Problem to work on
Return verbatim the data from the line containing "Could you kindly tag the shrub" through the line containing "column 930, row 544", inclusive of both.
## BEGIN Given records
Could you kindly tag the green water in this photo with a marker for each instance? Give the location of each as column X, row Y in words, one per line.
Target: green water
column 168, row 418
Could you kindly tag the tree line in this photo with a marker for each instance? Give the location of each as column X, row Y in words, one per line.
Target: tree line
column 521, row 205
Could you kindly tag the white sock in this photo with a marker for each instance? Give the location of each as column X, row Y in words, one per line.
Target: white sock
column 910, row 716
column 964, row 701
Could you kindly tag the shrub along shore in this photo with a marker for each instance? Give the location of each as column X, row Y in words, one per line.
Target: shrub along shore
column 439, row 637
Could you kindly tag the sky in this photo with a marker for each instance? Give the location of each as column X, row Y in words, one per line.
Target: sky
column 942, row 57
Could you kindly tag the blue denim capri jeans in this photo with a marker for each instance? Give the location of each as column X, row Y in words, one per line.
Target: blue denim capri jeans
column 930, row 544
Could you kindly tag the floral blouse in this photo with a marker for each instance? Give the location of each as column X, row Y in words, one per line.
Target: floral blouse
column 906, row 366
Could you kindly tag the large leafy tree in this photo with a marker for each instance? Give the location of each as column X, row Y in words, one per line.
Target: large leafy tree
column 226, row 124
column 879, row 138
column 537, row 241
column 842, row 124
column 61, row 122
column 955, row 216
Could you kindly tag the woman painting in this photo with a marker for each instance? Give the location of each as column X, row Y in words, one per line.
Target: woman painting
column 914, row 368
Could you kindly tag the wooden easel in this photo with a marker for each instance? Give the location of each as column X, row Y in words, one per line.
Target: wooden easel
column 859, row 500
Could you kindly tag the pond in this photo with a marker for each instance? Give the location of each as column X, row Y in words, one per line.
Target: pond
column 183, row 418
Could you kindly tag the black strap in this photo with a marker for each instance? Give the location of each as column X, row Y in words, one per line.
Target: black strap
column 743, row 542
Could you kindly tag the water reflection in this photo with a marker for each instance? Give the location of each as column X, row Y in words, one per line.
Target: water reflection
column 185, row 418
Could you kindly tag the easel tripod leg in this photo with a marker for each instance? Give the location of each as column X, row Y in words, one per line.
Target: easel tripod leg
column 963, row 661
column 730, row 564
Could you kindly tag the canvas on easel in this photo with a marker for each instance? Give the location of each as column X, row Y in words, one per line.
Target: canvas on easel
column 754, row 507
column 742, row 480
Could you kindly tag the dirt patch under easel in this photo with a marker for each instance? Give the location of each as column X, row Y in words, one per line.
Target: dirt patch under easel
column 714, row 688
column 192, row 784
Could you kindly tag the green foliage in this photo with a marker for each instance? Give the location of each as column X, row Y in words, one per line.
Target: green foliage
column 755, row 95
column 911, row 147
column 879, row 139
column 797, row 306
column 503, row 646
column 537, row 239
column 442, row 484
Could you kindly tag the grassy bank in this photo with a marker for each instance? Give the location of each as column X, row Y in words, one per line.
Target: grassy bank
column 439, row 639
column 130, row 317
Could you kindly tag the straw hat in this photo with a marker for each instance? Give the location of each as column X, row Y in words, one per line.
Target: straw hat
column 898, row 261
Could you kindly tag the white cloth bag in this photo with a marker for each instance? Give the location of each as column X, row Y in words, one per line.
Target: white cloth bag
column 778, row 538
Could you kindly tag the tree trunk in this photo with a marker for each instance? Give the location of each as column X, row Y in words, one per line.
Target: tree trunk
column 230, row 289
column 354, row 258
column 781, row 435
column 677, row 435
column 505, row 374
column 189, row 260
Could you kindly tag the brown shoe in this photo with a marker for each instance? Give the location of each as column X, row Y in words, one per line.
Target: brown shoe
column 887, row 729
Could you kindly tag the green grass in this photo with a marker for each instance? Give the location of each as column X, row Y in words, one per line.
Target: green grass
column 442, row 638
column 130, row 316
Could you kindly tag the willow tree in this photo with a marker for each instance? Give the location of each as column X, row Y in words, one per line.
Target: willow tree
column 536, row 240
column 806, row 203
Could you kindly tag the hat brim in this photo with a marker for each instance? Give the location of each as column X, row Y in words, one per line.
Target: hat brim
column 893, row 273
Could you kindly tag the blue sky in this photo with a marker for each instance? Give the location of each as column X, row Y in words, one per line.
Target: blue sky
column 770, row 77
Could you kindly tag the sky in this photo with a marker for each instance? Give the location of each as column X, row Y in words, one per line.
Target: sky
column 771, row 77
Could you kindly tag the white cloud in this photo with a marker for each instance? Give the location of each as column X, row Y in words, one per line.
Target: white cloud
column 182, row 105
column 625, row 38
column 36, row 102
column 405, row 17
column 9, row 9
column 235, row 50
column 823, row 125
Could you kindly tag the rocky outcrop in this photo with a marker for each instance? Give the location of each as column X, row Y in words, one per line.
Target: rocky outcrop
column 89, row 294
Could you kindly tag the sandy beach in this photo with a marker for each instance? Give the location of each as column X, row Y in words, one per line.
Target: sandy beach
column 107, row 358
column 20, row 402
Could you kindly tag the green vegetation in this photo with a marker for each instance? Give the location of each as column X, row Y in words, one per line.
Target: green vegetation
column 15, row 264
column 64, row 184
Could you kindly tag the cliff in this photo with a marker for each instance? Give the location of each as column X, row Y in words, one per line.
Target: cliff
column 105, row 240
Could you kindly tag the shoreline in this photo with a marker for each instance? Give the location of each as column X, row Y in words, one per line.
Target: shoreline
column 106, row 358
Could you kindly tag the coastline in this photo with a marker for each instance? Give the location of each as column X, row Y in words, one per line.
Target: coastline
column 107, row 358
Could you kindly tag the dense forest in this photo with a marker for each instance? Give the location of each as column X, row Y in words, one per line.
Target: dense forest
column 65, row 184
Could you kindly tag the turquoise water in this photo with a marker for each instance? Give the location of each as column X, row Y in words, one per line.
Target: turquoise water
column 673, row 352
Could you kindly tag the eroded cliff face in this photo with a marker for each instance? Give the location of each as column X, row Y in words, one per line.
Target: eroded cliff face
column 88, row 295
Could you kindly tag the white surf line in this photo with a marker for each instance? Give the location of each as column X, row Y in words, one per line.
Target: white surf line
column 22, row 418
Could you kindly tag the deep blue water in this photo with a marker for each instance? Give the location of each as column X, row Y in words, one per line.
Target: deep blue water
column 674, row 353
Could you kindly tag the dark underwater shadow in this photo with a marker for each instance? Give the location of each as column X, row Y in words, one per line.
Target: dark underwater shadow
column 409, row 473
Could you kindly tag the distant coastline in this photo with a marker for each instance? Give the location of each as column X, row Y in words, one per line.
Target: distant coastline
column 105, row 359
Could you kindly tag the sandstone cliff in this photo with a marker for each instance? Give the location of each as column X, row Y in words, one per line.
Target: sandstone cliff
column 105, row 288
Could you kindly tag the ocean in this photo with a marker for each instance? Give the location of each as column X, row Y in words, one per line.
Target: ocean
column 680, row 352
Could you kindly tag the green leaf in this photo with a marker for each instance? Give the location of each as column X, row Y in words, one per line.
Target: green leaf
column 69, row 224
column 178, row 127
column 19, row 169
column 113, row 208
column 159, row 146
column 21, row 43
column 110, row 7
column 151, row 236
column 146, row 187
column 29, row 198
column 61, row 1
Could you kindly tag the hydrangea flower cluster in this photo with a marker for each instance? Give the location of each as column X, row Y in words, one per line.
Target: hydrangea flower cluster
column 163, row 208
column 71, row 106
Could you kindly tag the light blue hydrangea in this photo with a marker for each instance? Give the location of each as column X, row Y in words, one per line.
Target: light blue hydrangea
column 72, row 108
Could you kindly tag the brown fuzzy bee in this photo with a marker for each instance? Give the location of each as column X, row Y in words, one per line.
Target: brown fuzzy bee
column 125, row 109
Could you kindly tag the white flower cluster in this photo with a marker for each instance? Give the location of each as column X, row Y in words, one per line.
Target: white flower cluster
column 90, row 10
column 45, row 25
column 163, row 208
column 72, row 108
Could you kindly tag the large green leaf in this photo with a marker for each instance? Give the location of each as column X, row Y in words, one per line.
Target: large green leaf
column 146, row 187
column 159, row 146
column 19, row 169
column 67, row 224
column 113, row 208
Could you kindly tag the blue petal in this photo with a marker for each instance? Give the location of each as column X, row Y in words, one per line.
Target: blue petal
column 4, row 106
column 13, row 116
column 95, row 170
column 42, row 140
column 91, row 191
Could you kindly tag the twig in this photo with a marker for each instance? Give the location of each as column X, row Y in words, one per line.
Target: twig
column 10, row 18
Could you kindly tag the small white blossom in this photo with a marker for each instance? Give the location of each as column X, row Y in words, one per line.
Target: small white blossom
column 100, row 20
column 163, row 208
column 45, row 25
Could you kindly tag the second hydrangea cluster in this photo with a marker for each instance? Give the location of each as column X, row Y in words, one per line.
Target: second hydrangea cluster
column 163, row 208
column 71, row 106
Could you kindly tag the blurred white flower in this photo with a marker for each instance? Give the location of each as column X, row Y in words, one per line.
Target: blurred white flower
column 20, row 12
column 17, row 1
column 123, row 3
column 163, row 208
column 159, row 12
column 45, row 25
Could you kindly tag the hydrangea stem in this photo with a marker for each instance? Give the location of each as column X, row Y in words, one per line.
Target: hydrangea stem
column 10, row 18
## END Given records
Result of the exercise
Could you kindly tag the shrub along shore in this photo with a marker for each instance? Give the location of each as column X, row Y in words, one per line.
Target: shrub along shore
column 439, row 637
Could you kindly tag the sky in this photo with a marker for each instance? Give the location of each as column X, row Y in words, one per line.
Target: sky
column 942, row 57
Could you kindly tag the blue denim capri jeans in this photo with a marker for each instance? Give the location of each as column X, row Y in words, one per line.
Target: blue denim capri jeans
column 930, row 544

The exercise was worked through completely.